— BEGIN —

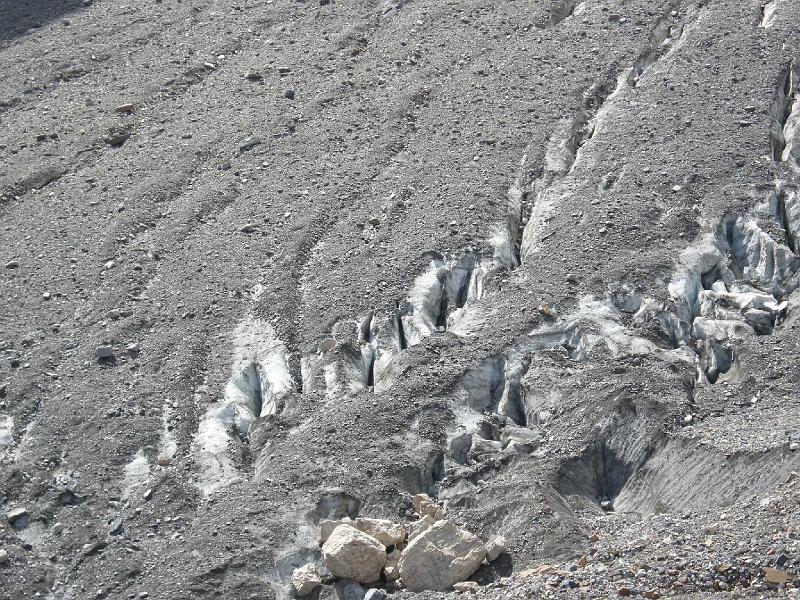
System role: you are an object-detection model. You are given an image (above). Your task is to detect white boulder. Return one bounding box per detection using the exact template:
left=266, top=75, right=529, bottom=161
left=292, top=563, right=322, bottom=598
left=322, top=524, right=386, bottom=583
left=399, top=520, right=486, bottom=592
left=356, top=517, right=406, bottom=547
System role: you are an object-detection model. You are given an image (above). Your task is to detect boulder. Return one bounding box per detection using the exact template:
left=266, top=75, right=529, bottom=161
left=399, top=520, right=486, bottom=592
left=486, top=535, right=508, bottom=562
left=356, top=517, right=406, bottom=547
left=414, top=494, right=444, bottom=521
left=292, top=563, right=322, bottom=598
left=322, top=524, right=386, bottom=583
left=383, top=549, right=400, bottom=581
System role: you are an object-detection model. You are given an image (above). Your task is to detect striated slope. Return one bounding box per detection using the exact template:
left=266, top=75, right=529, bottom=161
left=0, top=0, right=800, bottom=598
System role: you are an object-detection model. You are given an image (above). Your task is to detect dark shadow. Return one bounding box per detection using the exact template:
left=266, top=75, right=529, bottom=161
left=0, top=0, right=84, bottom=45
left=470, top=552, right=514, bottom=586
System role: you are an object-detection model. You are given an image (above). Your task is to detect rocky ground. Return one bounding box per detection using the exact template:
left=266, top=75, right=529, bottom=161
left=0, top=0, right=800, bottom=600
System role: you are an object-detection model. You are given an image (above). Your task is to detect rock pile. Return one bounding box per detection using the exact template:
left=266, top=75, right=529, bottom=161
left=292, top=494, right=505, bottom=597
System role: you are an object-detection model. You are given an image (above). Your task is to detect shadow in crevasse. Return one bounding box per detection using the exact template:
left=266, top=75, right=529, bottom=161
left=0, top=0, right=86, bottom=45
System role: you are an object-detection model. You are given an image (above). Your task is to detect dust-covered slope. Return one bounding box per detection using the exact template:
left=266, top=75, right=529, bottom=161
left=0, top=0, right=800, bottom=600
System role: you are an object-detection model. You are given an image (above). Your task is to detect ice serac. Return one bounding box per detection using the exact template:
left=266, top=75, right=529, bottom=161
left=193, top=317, right=294, bottom=493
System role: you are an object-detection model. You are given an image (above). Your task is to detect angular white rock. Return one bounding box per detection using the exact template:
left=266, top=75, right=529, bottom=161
left=292, top=563, right=322, bottom=598
left=400, top=520, right=486, bottom=592
left=356, top=517, right=406, bottom=547
left=322, top=525, right=386, bottom=583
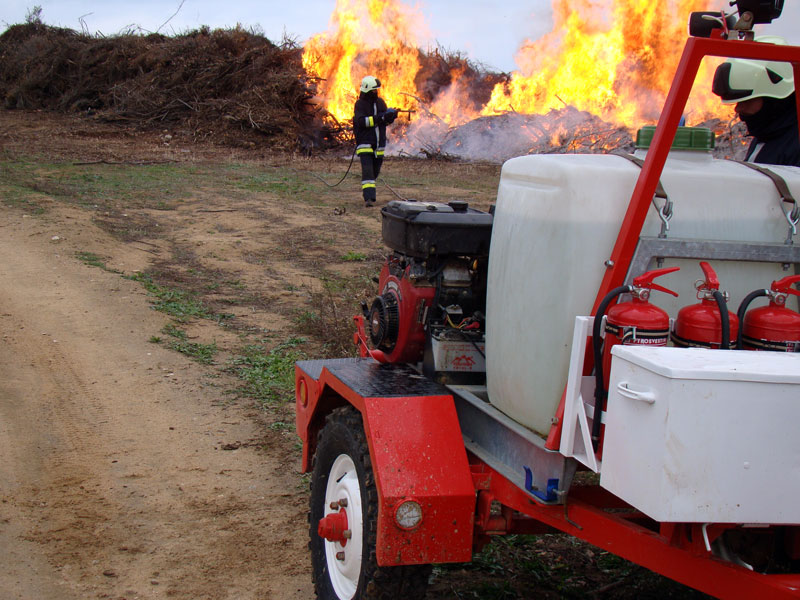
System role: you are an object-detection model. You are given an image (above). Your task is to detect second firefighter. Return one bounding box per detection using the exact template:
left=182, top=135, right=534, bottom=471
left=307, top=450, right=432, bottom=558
left=353, top=75, right=397, bottom=206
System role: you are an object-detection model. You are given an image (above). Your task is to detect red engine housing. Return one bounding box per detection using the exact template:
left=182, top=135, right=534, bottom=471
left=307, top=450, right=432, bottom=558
left=368, top=261, right=436, bottom=363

— END —

How many lines in the items above contain the string "slope", with case counting? Reply with the number alone.

2